▸ EXERCISE PROMPT
How many of the rows below contain the word "snow"? Reply with the number alone.

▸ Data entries
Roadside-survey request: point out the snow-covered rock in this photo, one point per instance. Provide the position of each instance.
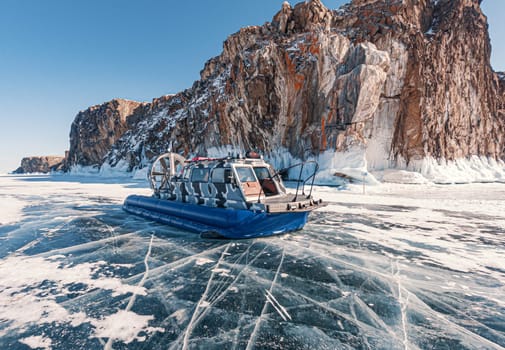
(402, 81)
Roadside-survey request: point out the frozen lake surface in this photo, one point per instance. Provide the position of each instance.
(402, 267)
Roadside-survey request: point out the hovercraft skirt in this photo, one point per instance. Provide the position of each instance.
(228, 223)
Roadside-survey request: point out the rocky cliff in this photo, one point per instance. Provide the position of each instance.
(95, 130)
(44, 164)
(397, 81)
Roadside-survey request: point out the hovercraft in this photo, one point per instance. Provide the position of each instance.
(232, 197)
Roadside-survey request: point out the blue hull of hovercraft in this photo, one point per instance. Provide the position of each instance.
(227, 223)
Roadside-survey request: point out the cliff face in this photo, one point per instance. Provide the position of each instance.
(400, 80)
(95, 130)
(43, 164)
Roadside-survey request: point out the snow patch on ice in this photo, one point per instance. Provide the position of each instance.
(124, 326)
(203, 261)
(37, 342)
(463, 170)
(52, 278)
(11, 209)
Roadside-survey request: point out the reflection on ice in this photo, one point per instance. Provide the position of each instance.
(369, 272)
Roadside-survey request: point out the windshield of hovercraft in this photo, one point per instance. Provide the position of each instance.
(266, 180)
(248, 181)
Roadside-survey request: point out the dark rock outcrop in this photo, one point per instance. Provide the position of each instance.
(44, 164)
(400, 80)
(95, 130)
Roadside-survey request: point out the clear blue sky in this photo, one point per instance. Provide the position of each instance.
(59, 56)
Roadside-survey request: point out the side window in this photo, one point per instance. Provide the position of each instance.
(262, 173)
(218, 175)
(245, 174)
(200, 175)
(185, 173)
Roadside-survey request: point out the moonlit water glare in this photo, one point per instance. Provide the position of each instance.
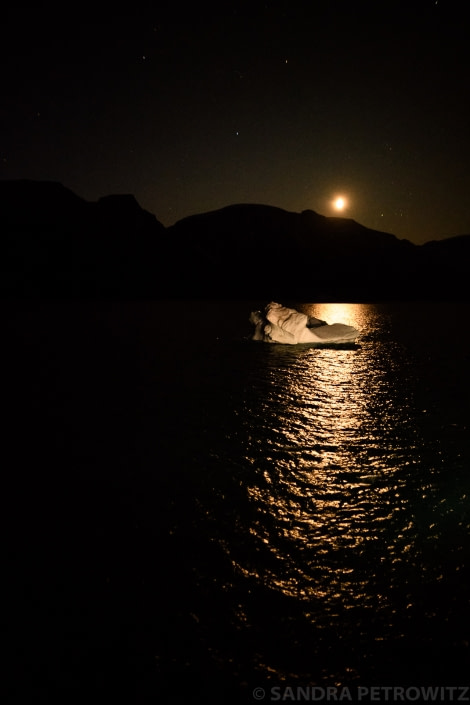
(345, 512)
(216, 510)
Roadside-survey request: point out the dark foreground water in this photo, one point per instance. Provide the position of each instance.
(190, 516)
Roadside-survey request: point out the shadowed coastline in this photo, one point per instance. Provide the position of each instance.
(58, 245)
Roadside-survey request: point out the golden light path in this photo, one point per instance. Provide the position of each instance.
(326, 485)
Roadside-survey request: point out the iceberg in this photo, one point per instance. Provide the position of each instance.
(278, 324)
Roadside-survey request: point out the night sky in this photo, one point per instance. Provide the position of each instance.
(285, 103)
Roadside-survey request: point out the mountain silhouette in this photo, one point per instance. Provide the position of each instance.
(56, 244)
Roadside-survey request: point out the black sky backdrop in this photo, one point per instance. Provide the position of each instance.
(191, 107)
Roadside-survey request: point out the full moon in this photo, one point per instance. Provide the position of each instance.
(339, 203)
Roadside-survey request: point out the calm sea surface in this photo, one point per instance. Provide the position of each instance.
(191, 515)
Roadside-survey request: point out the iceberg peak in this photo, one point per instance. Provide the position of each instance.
(279, 324)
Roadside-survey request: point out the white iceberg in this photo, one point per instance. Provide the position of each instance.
(278, 324)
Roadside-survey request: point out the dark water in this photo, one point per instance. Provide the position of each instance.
(190, 515)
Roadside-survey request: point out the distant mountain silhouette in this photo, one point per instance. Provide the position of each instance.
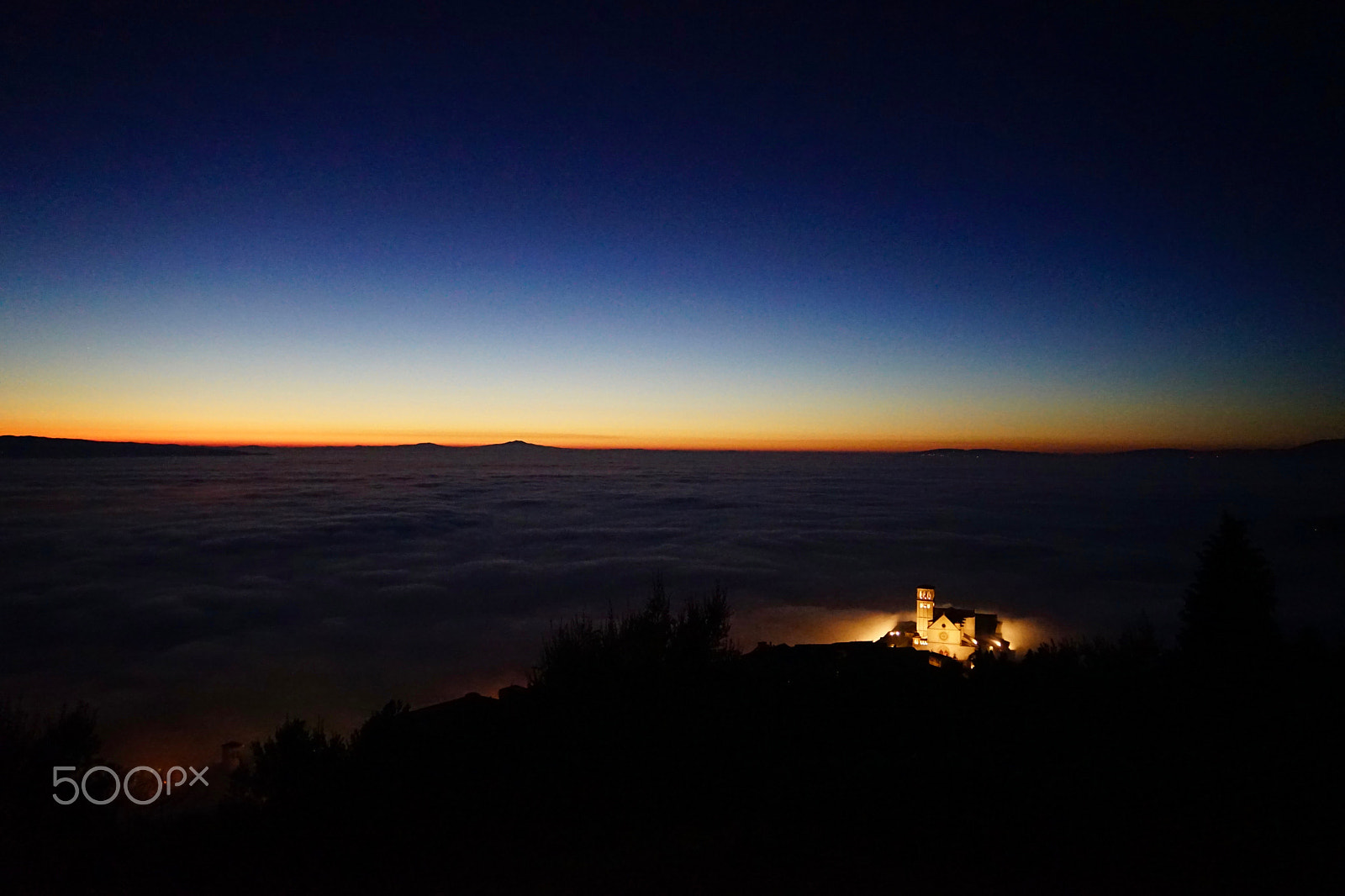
(44, 447)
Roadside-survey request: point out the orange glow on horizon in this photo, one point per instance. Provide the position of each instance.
(665, 441)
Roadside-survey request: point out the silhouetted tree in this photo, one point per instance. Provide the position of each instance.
(293, 764)
(1232, 602)
(636, 649)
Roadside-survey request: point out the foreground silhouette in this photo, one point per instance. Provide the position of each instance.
(649, 755)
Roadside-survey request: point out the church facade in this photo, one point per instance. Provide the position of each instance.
(948, 631)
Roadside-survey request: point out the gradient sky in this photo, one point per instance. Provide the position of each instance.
(667, 225)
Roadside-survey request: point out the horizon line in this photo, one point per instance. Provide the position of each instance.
(1040, 448)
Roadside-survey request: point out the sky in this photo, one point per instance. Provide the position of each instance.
(1062, 226)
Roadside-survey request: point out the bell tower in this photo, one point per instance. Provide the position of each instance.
(925, 609)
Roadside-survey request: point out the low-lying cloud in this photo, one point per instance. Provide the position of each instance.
(205, 598)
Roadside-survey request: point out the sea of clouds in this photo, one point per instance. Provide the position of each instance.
(194, 600)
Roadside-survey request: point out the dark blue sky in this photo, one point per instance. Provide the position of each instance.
(674, 224)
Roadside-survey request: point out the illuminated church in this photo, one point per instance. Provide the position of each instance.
(947, 630)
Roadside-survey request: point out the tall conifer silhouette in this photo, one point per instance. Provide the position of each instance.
(1231, 604)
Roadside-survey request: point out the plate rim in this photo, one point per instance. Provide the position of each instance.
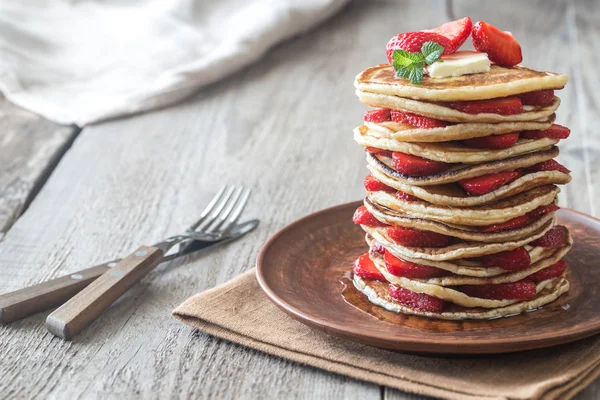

▸ ANSWER TO THIS TASK
2